Data extract =
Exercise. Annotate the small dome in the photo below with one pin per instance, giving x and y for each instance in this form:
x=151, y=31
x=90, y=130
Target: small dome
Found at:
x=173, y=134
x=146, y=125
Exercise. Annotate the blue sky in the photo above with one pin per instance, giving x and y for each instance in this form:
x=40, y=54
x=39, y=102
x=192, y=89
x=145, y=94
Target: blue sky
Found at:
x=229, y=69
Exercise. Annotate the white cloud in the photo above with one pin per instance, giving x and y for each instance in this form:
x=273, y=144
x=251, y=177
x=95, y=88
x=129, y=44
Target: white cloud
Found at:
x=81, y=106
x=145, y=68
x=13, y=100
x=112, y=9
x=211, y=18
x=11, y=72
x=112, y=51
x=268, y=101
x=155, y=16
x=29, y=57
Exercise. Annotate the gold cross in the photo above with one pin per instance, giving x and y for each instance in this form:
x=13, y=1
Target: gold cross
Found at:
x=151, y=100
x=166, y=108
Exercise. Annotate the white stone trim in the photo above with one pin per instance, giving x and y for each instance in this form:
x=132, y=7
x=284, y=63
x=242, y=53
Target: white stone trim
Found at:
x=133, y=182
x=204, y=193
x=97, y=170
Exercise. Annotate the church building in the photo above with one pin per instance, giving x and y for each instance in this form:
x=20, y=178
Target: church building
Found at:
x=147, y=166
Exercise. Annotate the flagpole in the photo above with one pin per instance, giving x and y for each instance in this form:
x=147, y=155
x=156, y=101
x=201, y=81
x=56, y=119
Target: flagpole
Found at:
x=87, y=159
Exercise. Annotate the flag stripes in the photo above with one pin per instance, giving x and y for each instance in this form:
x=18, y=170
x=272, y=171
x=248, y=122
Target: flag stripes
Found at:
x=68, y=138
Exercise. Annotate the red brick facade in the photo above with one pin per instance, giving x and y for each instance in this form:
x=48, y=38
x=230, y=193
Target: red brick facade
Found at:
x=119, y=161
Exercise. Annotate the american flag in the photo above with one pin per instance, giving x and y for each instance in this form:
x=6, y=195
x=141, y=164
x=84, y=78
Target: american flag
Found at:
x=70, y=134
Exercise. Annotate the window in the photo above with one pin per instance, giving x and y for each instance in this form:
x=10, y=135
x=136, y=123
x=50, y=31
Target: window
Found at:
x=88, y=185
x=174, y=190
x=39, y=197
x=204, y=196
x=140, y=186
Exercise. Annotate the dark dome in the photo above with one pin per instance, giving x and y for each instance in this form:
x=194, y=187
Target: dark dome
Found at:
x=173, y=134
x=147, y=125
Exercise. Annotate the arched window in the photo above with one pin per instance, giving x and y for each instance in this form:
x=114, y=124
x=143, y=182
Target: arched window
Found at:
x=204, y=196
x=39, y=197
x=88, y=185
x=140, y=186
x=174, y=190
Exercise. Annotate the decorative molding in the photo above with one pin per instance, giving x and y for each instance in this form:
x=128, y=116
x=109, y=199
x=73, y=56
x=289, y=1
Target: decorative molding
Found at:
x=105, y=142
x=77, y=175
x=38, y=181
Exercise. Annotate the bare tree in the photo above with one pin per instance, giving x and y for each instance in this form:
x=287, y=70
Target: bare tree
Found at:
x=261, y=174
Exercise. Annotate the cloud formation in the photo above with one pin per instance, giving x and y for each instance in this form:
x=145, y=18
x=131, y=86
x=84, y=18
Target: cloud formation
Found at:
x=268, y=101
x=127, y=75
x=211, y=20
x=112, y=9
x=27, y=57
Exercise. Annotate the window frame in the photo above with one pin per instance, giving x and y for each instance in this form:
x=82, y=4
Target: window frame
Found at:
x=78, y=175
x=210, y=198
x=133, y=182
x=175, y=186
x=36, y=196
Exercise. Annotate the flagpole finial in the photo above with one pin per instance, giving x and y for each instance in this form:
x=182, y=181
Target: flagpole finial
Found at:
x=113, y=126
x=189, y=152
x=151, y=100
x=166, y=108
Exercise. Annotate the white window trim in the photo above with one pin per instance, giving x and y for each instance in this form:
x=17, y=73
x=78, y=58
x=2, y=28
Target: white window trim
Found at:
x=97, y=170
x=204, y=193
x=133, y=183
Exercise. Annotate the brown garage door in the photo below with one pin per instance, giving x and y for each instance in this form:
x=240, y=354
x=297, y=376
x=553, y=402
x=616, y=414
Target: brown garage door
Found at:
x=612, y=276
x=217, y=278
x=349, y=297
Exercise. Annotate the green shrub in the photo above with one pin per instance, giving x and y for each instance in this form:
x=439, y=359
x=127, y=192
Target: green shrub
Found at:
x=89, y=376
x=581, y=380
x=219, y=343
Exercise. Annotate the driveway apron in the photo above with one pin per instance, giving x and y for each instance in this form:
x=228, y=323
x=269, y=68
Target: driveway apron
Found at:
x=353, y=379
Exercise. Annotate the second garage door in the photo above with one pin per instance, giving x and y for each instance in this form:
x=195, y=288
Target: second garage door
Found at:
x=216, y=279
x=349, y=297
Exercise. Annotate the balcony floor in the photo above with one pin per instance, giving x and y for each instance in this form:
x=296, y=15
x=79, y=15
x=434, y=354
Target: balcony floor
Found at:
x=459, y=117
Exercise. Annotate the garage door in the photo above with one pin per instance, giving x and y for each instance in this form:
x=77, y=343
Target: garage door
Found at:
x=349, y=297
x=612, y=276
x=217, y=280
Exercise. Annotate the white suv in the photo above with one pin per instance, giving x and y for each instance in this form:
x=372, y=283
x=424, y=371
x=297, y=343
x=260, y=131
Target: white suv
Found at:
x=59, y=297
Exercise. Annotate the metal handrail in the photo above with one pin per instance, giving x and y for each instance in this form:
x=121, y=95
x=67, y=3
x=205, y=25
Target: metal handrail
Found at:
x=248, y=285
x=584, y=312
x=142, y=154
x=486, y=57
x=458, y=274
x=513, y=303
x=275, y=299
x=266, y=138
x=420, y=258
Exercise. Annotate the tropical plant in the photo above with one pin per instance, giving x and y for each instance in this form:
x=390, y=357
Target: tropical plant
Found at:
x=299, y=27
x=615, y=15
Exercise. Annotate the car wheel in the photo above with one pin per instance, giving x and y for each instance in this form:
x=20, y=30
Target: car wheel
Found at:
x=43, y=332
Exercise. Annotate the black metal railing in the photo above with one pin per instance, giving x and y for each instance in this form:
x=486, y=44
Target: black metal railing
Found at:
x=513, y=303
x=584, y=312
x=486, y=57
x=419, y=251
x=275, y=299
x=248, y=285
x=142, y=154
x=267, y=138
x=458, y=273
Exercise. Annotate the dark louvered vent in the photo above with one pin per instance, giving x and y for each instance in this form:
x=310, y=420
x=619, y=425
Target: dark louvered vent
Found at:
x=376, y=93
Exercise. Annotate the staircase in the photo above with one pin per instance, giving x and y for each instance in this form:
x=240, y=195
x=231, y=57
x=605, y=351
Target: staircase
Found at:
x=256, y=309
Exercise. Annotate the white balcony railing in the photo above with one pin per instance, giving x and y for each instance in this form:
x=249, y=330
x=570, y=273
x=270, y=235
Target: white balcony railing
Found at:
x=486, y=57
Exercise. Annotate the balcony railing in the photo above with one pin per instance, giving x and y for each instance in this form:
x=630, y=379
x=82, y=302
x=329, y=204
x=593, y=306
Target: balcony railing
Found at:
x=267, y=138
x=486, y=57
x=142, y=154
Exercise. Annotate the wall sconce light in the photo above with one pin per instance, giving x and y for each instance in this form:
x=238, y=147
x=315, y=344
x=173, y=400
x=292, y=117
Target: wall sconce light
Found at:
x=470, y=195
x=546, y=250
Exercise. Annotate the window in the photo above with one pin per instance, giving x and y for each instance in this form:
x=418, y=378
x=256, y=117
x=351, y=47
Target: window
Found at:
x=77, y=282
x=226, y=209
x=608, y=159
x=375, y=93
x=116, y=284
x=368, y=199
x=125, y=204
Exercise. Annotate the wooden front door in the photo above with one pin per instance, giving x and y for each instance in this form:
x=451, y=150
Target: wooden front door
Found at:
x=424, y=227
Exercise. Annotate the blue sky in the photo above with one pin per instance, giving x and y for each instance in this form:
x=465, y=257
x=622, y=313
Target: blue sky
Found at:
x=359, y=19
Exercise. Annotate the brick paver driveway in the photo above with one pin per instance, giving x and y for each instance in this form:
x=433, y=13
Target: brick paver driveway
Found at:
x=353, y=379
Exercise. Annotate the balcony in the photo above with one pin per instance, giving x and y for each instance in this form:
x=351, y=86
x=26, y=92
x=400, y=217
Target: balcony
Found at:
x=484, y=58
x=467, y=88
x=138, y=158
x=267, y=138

Your instructions = Format the entries above as a Markdown table, starting at their first line and ending at the line that contains "x=68, y=138". Use two columns, Row (a running number) and Entry line, and leave out any blank lines.

Exercise answer =
| Row | Entry line |
|---|---|
| 1 | Exercise. Annotate the small dome in the photo below with one pin per instance, giving x and y for each instance in this form: |
| 2 | x=151, y=31 |
| 3 | x=90, y=130 |
| 4 | Target: small dome |
| 5 | Found at: |
| 6 | x=173, y=134 |
| 7 | x=146, y=125 |
| 8 | Exercise. Annotate the blue sky in the photo above with one pin per instance, giving x and y for each instance in this form: |
| 9 | x=40, y=54 |
| 10 | x=39, y=102 |
| 11 | x=192, y=89 |
| 12 | x=145, y=94 |
| 13 | Target: blue sky |
| 14 | Found at: |
| 15 | x=229, y=69 |
| 16 | Exercise. Annotate the white cloud in the photo above with one pin per instance, giving x and y for each instance in this form: |
| 17 | x=273, y=144 |
| 18 | x=251, y=177 |
| 19 | x=95, y=88 |
| 20 | x=129, y=44 |
| 21 | Target: white cloud |
| 22 | Found at: |
| 23 | x=81, y=106 |
| 24 | x=145, y=68 |
| 25 | x=13, y=100 |
| 26 | x=112, y=9 |
| 27 | x=211, y=18 |
| 28 | x=11, y=72 |
| 29 | x=112, y=51 |
| 30 | x=268, y=101 |
| 31 | x=155, y=16 |
| 32 | x=29, y=57 |
| 33 | Exercise. Annotate the gold cross in the photo above with one pin per instance, giving x and y for each instance in this form: |
| 34 | x=13, y=1 |
| 35 | Target: gold cross |
| 36 | Found at: |
| 37 | x=151, y=100 |
| 38 | x=166, y=108 |
| 39 | Exercise. Annotate the white stone trim in the photo above with one pin per instance, giving x and y for each instance in this form: |
| 40 | x=132, y=7 |
| 41 | x=284, y=63 |
| 42 | x=242, y=53 |
| 43 | Target: white stone trim |
| 44 | Found at: |
| 45 | x=133, y=182 |
| 46 | x=204, y=193 |
| 47 | x=97, y=170 |
| 48 | Exercise. Annotate the church building in the photo above with one pin per instance, giving x and y for each instance in this form: |
| 49 | x=20, y=178 |
| 50 | Target: church building |
| 51 | Found at: |
| 52 | x=147, y=166 |
| 53 | Exercise. Annotate the flagpole in the photo above with one pin per instance, giving x and y for each instance in this form: |
| 54 | x=147, y=155 |
| 55 | x=156, y=101 |
| 56 | x=201, y=81 |
| 57 | x=56, y=119 |
| 58 | Target: flagpole |
| 59 | Found at: |
| 60 | x=87, y=159 |
| 61 | Exercise. Annotate the flag stripes in the photo above with one pin per instance, giving x and y for each instance in this form: |
| 62 | x=18, y=170 |
| 63 | x=272, y=171 |
| 64 | x=248, y=122 |
| 65 | Target: flag stripes |
| 66 | Found at: |
| 67 | x=68, y=138 |